▶ **INPUT**
+---+

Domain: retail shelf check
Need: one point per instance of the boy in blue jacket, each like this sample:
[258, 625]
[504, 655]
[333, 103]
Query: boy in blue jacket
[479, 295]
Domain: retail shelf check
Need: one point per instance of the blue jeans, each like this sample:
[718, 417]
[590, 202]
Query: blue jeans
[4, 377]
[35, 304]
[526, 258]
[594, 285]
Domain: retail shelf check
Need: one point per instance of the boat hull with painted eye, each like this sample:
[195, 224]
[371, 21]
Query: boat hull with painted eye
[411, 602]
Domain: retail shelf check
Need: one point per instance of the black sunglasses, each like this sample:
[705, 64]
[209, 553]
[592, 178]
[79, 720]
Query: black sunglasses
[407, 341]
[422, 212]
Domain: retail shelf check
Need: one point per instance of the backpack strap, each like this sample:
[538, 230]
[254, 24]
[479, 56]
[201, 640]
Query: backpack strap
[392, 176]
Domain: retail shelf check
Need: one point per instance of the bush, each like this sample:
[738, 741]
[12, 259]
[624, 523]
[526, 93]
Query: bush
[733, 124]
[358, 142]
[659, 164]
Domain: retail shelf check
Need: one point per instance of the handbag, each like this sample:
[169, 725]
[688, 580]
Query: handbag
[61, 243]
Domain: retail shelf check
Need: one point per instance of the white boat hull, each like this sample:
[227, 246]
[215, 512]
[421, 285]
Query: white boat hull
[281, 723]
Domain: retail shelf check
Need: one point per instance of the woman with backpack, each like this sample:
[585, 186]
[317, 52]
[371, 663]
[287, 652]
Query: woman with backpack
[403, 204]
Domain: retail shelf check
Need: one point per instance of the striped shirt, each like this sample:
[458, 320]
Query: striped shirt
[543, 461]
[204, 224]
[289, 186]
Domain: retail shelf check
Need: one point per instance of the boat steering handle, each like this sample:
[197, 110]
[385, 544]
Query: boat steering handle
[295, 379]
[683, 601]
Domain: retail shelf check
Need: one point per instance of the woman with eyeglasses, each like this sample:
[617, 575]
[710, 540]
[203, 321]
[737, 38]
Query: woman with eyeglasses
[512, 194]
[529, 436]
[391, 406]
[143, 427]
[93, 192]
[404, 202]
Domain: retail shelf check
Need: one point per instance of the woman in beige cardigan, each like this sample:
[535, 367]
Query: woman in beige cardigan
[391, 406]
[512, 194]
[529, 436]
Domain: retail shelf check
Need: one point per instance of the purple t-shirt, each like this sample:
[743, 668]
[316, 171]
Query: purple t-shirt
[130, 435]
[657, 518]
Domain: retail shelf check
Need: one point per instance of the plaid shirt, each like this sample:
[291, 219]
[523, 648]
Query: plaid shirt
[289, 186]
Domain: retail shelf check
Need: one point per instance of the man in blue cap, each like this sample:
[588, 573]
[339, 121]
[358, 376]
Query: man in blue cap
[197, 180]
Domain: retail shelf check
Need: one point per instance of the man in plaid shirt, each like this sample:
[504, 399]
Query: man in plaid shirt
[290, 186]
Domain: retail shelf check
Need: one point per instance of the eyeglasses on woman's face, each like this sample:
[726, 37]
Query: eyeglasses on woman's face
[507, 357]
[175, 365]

+---+

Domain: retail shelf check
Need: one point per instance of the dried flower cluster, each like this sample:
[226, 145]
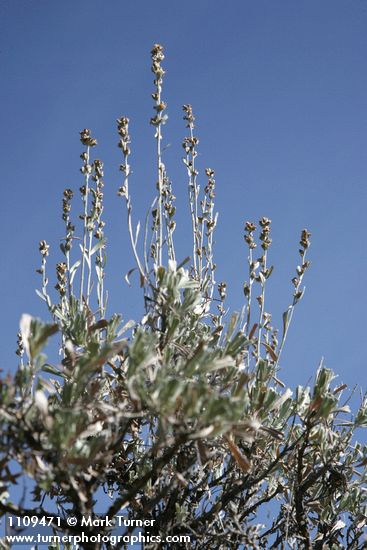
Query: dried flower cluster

+---+

▶ **WORK REQUIRED**
Return each line of the material above that contains the string "face", copied in full. Case counts.

▶ **TASK SOLUTION**
Need: one point per instance of the eyeglasses on woman's face, each like this sample:
Query: eyeglasses on woman's face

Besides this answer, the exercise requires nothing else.